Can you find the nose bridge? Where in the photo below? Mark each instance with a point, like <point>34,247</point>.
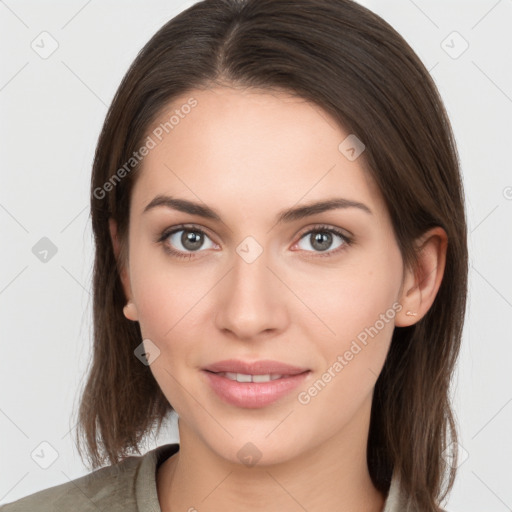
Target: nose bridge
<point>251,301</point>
^^^^^^^^^^^^^^^^
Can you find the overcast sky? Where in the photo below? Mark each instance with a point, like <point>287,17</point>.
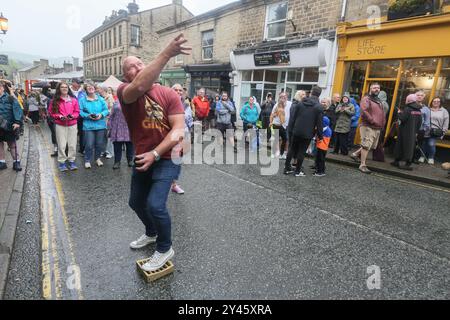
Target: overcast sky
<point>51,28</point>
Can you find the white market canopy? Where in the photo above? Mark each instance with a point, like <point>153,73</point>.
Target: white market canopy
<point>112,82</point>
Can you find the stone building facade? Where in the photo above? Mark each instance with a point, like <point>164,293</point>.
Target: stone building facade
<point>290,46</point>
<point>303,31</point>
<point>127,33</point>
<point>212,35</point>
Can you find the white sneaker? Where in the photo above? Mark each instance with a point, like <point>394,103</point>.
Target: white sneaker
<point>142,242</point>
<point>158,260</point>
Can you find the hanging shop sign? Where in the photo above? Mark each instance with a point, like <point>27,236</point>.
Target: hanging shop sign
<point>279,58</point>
^^^^^^^^^^^^^^^^
Set exercise: Convert the listing, from the line containing "Can you find the nose" through the line containing "<point>251,301</point>", into a Markdown table with the columns Row and Line. Omit blank lines and any picture.

Solution for this problem:
| Row | Line |
|---|---|
| 1 | Can you find the nose bridge? Where in the photo below? Mark each instance with a point, like <point>34,247</point>. |
| 2 | Target: nose bridge |
| 3 | <point>251,301</point> |